Task goal: Format the records below as a Markdown table with two columns, Row and Line. Put each non-blank line in its own row, numbered in order, and leave out blank lines.

-- START --

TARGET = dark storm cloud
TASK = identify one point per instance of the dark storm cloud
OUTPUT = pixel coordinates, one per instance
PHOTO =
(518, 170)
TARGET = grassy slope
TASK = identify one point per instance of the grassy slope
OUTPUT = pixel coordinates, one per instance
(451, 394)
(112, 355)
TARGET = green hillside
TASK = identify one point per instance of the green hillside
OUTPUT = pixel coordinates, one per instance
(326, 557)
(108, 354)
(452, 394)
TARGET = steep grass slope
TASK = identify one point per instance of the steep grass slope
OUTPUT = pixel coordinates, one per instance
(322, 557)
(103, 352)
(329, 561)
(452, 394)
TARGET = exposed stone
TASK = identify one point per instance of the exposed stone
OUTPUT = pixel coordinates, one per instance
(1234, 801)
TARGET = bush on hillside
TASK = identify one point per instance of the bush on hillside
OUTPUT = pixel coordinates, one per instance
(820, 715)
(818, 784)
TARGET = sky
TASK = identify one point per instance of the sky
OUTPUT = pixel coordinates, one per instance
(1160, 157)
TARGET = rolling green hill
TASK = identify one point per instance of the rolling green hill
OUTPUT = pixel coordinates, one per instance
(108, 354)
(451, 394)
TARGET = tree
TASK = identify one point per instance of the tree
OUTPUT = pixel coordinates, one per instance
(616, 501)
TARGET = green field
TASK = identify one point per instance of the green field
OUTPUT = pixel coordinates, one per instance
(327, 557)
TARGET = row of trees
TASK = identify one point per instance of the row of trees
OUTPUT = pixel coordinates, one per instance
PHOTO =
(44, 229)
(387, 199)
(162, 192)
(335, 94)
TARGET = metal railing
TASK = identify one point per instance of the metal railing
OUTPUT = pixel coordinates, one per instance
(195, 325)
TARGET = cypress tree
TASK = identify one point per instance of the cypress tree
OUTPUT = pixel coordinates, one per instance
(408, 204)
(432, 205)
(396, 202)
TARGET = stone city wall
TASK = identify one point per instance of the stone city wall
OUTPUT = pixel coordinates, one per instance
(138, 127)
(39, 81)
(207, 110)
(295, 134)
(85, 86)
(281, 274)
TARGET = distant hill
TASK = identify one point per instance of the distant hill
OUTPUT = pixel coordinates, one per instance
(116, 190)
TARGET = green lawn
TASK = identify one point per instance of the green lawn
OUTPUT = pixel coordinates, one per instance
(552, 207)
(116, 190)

-- END --

Result:
| Row | Line |
|---|---|
| 1 | TARGET = dark storm cloud |
| 2 | TASK = identify one point per instance of the dark storm cloud |
| 3 | OUTPUT = pixel coordinates, one per instance |
| 4 | PHOTO = |
| 5 | (518, 170) |
| 6 | TARGET = grassy slope |
| 7 | TASK = identify one point per instance of the grassy slope |
| 8 | OUTPUT = pixel coordinates, one per instance |
| 9 | (451, 394) |
| 10 | (112, 355) |
| 11 | TARGET = green hillside |
| 12 | TASK = identify one point per instance of the green hillside |
| 13 | OUTPUT = pixel coordinates, one per instance |
| 14 | (326, 557) |
| 15 | (108, 354) |
| 16 | (452, 394) |
| 17 | TARGET = steep grass slope |
| 18 | TASK = identify one point per instance of the steep grass slope |
| 19 | OUTPUT = pixel coordinates, one per instance |
| 20 | (322, 557) |
| 21 | (103, 352) |
| 22 | (329, 561) |
| 23 | (452, 394) |
| 24 | TARGET = exposed stone |
| 25 | TASK = identify one point per instance of the exposed stone |
| 26 | OUTPUT = pixel coordinates, one per instance |
| 27 | (1234, 801) |
| 28 | TARGET = bush on hillside |
| 29 | TASK = identify one point per instance of the bush on hillside |
| 30 | OUTPUT = pixel coordinates, one per instance |
| 31 | (820, 715) |
| 32 | (818, 784) |
| 33 | TARGET = sky |
| 34 | TASK = identify one point per instance of the sky |
| 35 | OUTPUT = pixel coordinates, one per instance |
| 36 | (1160, 157) |
| 37 | TARGET = rolling green hill |
| 38 | TASK = identify one point per instance of the rolling green hill |
| 39 | OUTPUT = pixel coordinates, one per instance |
| 40 | (108, 354) |
| 41 | (451, 394) |
| 42 | TARGET = tree |
| 43 | TASK = identify one point per instance of the tree |
| 44 | OUTPUT = pixel coordinates, one per instance |
| 45 | (616, 501) |
| 46 | TARGET = green field |
| 47 | TASK = identify one point per instance of the green field |
| 48 | OUTPUT = pixel coordinates, one per instance |
| 49 | (327, 557) |
| 50 | TARGET = row of trees |
| 51 | TASK = identify one point per instance of the row of trees |
| 52 | OUTPUT = pixel coordinates, one per instance |
| 53 | PHOTO = |
| 54 | (44, 229) |
| 55 | (387, 199) |
| 56 | (162, 192) |
| 57 | (335, 94) |
| 58 | TARGET = metal railing |
| 59 | TASK = identify one point per instance of the metal railing |
| 60 | OUTPUT = pixel coordinates, one per instance |
| 61 | (195, 325) |
| 62 | TARGET = cypress tree |
| 63 | TASK = identify one point per instance of the cypress tree |
| 64 | OUTPUT = pixel coordinates, one per instance |
| 65 | (408, 204) |
| 66 | (432, 205) |
| 67 | (396, 202) |
| 68 | TARGET = stone city wall |
| 69 | TASK = identify one point per instance of the stone city wall |
| 70 | OUTPUT = pixel coordinates, one per instance |
| 71 | (138, 127) |
| 72 | (39, 81) |
| 73 | (207, 110) |
| 74 | (295, 134) |
| 75 | (85, 86) |
| 76 | (281, 274) |
| 77 | TARGET = distant hill |
| 78 | TASK = identify one point per instance of the distant hill |
| 79 | OUTPUT = pixel coordinates, one per instance |
| 80 | (116, 190) |
| 81 | TARGET = green lawn |
| 82 | TASK = identify one point per instance of the green lawn |
| 83 | OUTPUT = pixel coordinates, one per instance |
| 84 | (552, 207) |
| 85 | (116, 190) |